● **Stored data**:
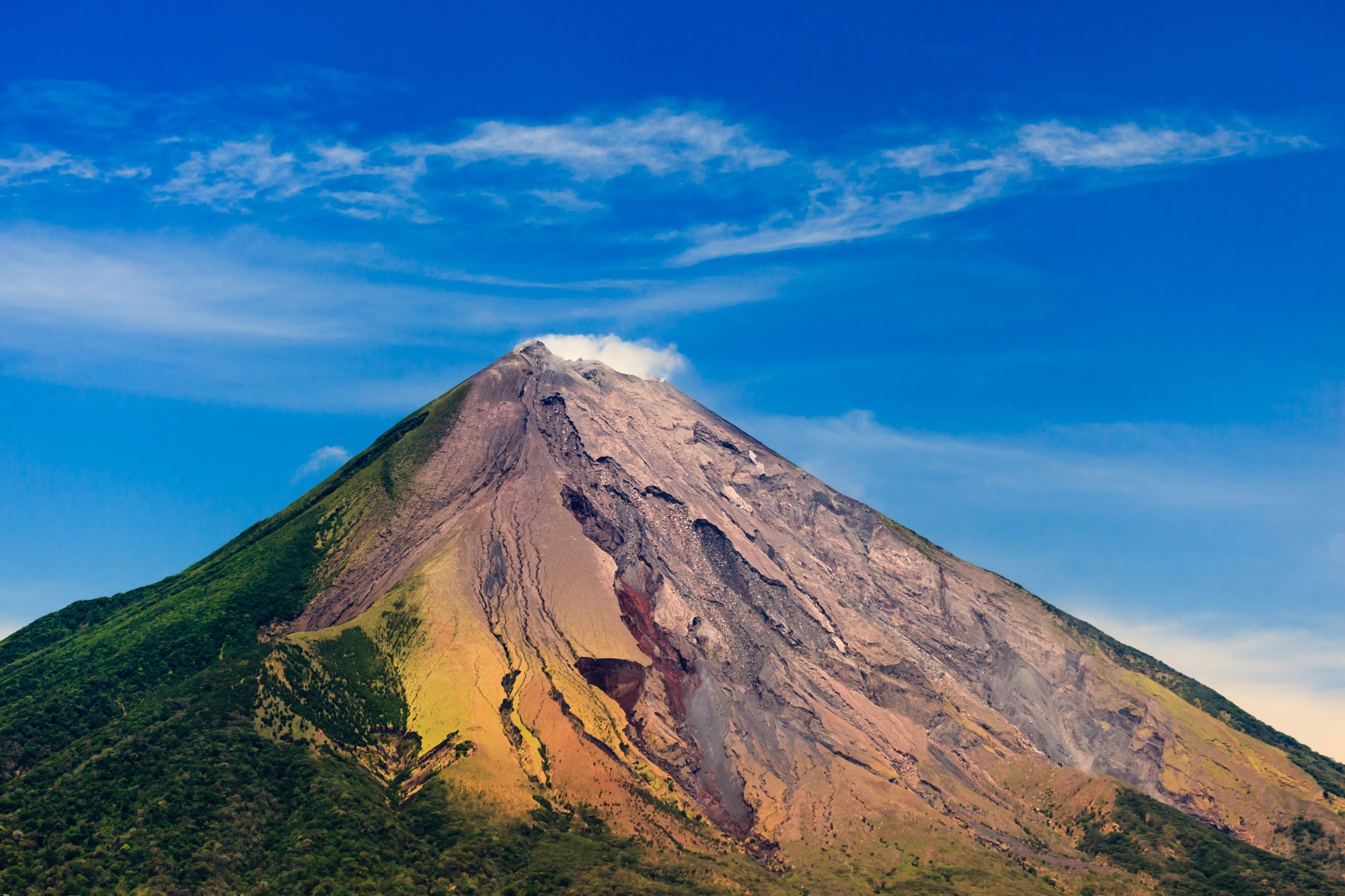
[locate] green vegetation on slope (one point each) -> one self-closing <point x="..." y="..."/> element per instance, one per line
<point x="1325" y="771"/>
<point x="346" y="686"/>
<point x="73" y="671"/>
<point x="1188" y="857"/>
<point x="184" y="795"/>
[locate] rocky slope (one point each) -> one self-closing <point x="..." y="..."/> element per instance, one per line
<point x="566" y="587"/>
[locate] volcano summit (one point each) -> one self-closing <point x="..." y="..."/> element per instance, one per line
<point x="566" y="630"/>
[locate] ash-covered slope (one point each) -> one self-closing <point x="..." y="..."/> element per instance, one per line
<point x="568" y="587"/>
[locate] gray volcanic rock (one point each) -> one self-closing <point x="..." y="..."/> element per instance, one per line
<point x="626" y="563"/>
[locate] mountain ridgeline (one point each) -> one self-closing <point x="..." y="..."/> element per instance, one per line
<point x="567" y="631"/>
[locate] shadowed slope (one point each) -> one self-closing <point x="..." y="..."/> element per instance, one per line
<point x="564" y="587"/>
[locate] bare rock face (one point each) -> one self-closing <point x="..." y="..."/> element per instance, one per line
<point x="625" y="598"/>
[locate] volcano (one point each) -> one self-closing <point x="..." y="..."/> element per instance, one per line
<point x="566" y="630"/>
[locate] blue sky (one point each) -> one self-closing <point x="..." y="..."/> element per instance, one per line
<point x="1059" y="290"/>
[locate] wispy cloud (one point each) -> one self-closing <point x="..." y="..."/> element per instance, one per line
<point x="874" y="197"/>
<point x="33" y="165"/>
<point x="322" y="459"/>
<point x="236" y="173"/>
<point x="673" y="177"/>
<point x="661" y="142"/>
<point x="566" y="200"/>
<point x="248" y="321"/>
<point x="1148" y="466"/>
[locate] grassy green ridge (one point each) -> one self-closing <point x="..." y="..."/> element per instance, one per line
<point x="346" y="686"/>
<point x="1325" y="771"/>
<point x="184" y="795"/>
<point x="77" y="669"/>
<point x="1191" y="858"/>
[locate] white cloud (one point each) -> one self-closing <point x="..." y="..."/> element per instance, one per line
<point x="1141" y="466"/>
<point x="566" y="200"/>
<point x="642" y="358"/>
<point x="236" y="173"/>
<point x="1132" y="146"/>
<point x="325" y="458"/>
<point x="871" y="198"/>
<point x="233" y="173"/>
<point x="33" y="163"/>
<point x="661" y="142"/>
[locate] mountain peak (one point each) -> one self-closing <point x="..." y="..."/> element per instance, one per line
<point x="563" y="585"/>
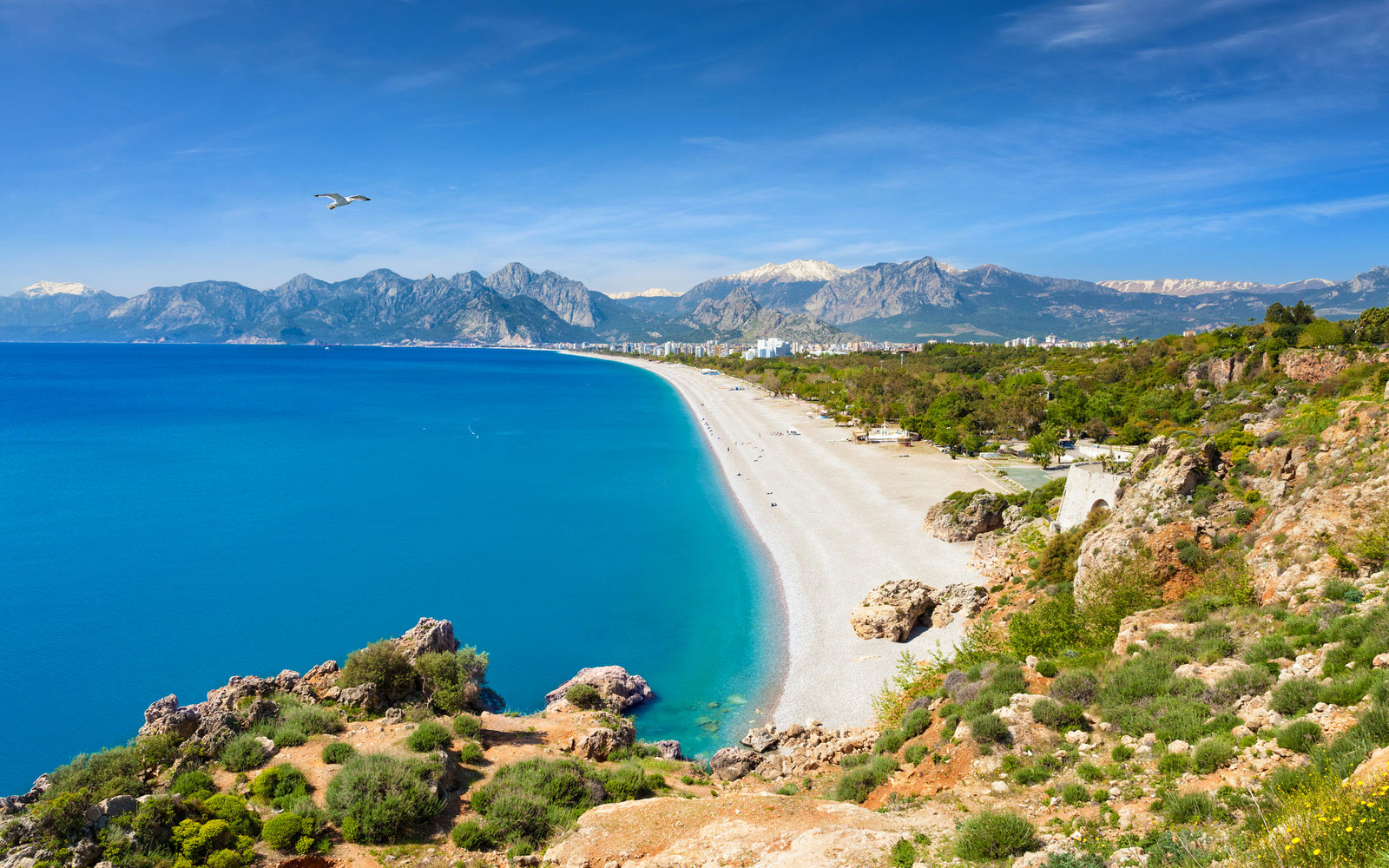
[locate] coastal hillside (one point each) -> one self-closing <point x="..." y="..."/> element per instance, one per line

● **Exercise objective**:
Pull every line of the items above out word for word, leaving out the pictures.

● **Result of the exercise**:
[locate] green vegetation on slope (one point each) -> one self-closing <point x="..." y="..."/> element per instance, one per line
<point x="1325" y="771"/>
<point x="346" y="686"/>
<point x="73" y="671"/>
<point x="1188" y="857"/>
<point x="184" y="795"/>
[locate] rocky slope (one point each) -> one self-closing <point x="..." y="..."/> element per instance, one per line
<point x="566" y="587"/>
[locate] volcano summit (one point each) -> one self-closing <point x="..." y="..."/> element per instance, one per line
<point x="566" y="630"/>
[locate] ash-covered slope (one point each) -> one self-closing <point x="..." y="..."/> element per instance, one per line
<point x="568" y="587"/>
[locate] gray volcanic rock (one point each) -> one self-closing <point x="..." y="..."/> element per instance, one per line
<point x="626" y="563"/>
[locate] mountain ridgeline (one point each) -> one self-closing <point x="..." y="..."/> element per instance, one per line
<point x="567" y="631"/>
[locate] shadowed slope (one point each) -> one self-closing <point x="..." y="..."/> element per instance, one per line
<point x="564" y="587"/>
[locate] bare rock face (one point each) -> one self-closing <point x="..." y="..."/> element per instance, one per line
<point x="625" y="598"/>
[locate] volcano (one point each) -> one self-closing <point x="..." y="..."/> element per instance, one per line
<point x="566" y="630"/>
[locate] blue sky (one point each) -> one self-closing <point x="..." y="..."/> element per instance, one per line
<point x="1059" y="290"/>
[locate] wispy cloud (one point each) -> one self-closing <point x="..." y="..."/> element per instance, one per line
<point x="874" y="197"/>
<point x="33" y="165"/>
<point x="322" y="459"/>
<point x="236" y="173"/>
<point x="673" y="177"/>
<point x="661" y="142"/>
<point x="566" y="200"/>
<point x="248" y="321"/>
<point x="1148" y="466"/>
[locate] grassy green ridge (one point each) -> one self-closing <point x="..." y="..."/> element per instance, one per line
<point x="346" y="686"/>
<point x="1325" y="771"/>
<point x="184" y="795"/>
<point x="77" y="669"/>
<point x="1191" y="858"/>
[locate] white cloud (one point each) -> one self-closing <point x="..." y="..."/> element per instance, one per line
<point x="1141" y="466"/>
<point x="566" y="200"/>
<point x="642" y="358"/>
<point x="236" y="173"/>
<point x="1132" y="146"/>
<point x="325" y="458"/>
<point x="871" y="198"/>
<point x="233" y="173"/>
<point x="33" y="163"/>
<point x="661" y="142"/>
[locate] mountain peak (one point each) -> one self-closing <point x="..." y="..."/> element per instance, one per line
<point x="563" y="585"/>
[locate] coastal hillside (one point each) -> one self-closing <point x="..." y="..."/> element per instance, one per line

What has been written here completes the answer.